Reading text:
----
But I have to. For my own sanity, I have to.
I can’t keep going on being enamored by you while you get your life together. Who knows how long that will be. And who knows if you’ll want to start something once you get there.
I need to focus on myself now. I have this blog and I really think there could be something with it this time. I have my ebook published, I have an etsy store now, and I’m attempting to sell t-shirts. I really think I can make something of this.
I can’t keep trying to help you through life while I’m struggling to keep myself together. My unemployment has really hit me hard and the fact that not many places are hiring is really taking a tole on me. I don’t like that I’m on unemployment, even though right now I’m making more than I did while working due to the COVID extras added to it. But I hate it.
----
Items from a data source
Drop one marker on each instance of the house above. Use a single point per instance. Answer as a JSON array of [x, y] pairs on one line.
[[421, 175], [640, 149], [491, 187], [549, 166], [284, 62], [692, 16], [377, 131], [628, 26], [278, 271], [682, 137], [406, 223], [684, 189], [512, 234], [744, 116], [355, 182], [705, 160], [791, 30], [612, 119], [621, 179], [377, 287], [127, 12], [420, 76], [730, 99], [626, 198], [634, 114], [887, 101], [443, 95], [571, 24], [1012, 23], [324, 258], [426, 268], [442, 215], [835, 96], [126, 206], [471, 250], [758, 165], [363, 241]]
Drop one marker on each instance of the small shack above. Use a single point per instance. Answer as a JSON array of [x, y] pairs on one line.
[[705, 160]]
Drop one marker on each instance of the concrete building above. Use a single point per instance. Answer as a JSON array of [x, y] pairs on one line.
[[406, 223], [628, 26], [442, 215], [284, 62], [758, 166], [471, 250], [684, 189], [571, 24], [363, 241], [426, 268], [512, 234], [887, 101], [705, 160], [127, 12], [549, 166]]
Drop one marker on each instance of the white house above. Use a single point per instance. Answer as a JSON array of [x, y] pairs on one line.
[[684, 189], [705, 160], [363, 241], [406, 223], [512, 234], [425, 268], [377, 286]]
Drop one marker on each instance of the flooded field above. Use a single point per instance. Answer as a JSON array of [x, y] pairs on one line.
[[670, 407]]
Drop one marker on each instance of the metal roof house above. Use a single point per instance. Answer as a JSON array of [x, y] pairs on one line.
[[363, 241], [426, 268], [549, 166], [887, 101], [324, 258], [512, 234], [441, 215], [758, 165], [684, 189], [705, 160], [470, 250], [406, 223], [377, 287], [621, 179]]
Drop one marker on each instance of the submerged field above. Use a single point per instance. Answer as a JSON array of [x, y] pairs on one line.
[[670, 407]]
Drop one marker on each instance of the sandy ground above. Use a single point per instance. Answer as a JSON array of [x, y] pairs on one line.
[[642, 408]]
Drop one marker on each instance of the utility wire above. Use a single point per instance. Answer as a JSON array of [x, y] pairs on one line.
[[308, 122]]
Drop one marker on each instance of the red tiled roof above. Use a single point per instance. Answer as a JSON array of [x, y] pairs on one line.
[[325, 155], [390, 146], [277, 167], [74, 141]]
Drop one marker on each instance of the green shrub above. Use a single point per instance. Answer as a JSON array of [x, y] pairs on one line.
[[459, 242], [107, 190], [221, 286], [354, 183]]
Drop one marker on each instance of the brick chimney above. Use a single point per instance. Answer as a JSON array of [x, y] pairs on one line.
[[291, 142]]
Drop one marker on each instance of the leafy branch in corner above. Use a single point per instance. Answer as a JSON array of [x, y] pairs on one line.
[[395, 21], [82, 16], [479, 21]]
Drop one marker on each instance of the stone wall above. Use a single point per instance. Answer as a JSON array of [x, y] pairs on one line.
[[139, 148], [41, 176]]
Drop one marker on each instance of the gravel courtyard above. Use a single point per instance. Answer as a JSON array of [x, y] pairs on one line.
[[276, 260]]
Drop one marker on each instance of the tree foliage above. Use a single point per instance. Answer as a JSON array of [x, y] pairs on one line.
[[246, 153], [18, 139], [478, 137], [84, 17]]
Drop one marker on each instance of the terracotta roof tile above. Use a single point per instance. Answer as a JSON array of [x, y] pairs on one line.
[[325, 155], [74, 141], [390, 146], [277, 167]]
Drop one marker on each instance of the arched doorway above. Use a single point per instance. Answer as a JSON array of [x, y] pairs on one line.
----
What you need to do:
Carry on the personal post about pulling back from someone to focus on oneself, starting right after its final sentence.

Answer to the exercise:
While I want nothing more than to nurture you back to being yourself again, I just can’t. Not any more.
I’ve already unfriended you on Facebook and Instagram, I deleted you from my Snapchat, and I’m trying my damndest to stop messaging you cute motivational pictures. Because I’ve been in the spot you’re in right now. I’ve been that low, that depression hole, and it’s so hard to break out of. I want you to know I’m always going to be here for you, but I just can’t do it anymore.
I still love you and I think that’s what’s holding me back. I don’t want to lose that love, but I have to take that risk right now.